Reusing TCP connections for HTTP requests in Go

May 2018 ยท 8 minute read

In the OSI model, HTTP is a layer 7 protocol which works on top of layer 4.

Whenever an HTTP client sends a request to the server, it does that by first establishing (or probably re-use) the TCP connection to the server and then sends the request data over it. It is be best explained by an analogy of cable car.

cable-car

The cable car uses cable as a medium to move from point A to point B. Here cable is the tcp connection, while car is the HTTP request.

Continuing with the analogy, if every time a cable needs to be setup between 2 points for the movement of a car, it is going to be a time consuming process. So, rather than setting up the cable every time, we keep the cable intact and then reuse the cable for the car to go from poing A to point B (and vice-versa).

This is exactly what the HTTP clients do to send multiple sequential HTTP requests over the same tcp connection. If the clients do not do this then they will have to pay the extra cost of setting up the tcp connection, which is going to be 1.5 RTT (TCP 3-Way Handshake), every time time a http request needs to be sent. This is going to increase the latency of http requests.

We can verify these claims by doing strace over curl. strace is going to inform us when curl makes a connect system call which initiates a connection on a socket.

[email protected]:~$ url="http://freshworks.com"
[email protected]:~$ strace -e trace=connect \
> curl -s $url $url > /dev/null
connect(3, {sa_family=AF_INET, sin_port=htons(80), sin_addr=inet_addr("13.33.170.94")}, 16) = -1 EINPROGRESS (Operation now in progress)
+++ exited with 0 +++

Here we observe that curl makes 2 http requests to freshworks.com but made only 1 connect syscall to establish the tcp connection. That is, 2 requests and 1 tcp connection.
This is one side of the coin, lets look at the other side to understand it better.

[email protected]:~$ url="http://freshworks.com"
[email protected]:~$ strace -e trace=connect \
> curl -s -H 'connection: close'  $url $url > /dev/null
connect(3, {sa_family=AF_INET, sin_port=htons(80), sin_addr=inet_addr("13.33.170.38")}, 16) = -1 EINPROGRESS (Operation now in progress)
connect(3, {sa_family=AF_INET, sin_port=htons(80), sin_addr=inet_addr("13.33.170.38")}, 16) = -1 EINPROGRESS (Operation now in progress)

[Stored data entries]
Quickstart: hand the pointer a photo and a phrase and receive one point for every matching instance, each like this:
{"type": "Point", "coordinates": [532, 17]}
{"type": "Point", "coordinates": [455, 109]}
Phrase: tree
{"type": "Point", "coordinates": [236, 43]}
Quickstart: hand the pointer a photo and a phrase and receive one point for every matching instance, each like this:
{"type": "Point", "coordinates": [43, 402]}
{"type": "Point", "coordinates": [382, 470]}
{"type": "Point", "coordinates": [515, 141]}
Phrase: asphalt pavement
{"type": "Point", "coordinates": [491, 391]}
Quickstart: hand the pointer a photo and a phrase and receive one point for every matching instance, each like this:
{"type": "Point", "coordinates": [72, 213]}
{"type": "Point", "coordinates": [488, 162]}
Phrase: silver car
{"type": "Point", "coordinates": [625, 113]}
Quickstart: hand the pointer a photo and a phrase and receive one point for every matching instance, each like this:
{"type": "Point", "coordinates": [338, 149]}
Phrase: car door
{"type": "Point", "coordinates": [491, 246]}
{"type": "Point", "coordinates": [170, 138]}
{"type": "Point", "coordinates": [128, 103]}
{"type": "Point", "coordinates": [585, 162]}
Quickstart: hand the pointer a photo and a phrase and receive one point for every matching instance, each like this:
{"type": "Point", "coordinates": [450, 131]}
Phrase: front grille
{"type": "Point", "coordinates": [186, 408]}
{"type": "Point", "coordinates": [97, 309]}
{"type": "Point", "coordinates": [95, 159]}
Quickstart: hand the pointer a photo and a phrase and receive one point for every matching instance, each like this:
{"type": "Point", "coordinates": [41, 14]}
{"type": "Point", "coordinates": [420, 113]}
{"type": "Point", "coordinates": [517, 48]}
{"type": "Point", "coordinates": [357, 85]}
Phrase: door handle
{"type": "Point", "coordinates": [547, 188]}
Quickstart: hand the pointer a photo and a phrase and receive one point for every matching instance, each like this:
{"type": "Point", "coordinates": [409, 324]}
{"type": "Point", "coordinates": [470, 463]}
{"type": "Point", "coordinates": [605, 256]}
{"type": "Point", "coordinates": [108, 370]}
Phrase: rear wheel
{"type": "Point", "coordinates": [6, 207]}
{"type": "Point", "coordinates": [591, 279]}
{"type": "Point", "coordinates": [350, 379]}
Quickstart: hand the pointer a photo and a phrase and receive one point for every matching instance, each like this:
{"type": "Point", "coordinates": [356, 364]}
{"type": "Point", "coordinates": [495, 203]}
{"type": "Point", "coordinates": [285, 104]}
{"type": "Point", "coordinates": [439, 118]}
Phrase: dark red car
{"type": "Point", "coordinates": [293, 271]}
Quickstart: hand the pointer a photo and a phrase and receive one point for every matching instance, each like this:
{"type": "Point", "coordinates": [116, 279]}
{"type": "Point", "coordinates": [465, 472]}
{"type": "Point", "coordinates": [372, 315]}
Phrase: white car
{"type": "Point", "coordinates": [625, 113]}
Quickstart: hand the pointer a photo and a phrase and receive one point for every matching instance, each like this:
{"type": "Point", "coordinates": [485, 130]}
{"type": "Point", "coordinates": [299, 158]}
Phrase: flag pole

▸ Required task:
Answer these questions using the article on reusing TCP connections in Go.
(a) In the cable car analogy, what does the cable represent?
(b) What cost does the article give for setting up a TCP connection?
(c) In the first strace run, how many connect system calls did curl make for its two requests to freshworks.com?

▸ Solution for this exercise:
(a) The TCP connection.
(b) 1.5 RTT (the TCP 3-Way Handshake).
(c) One.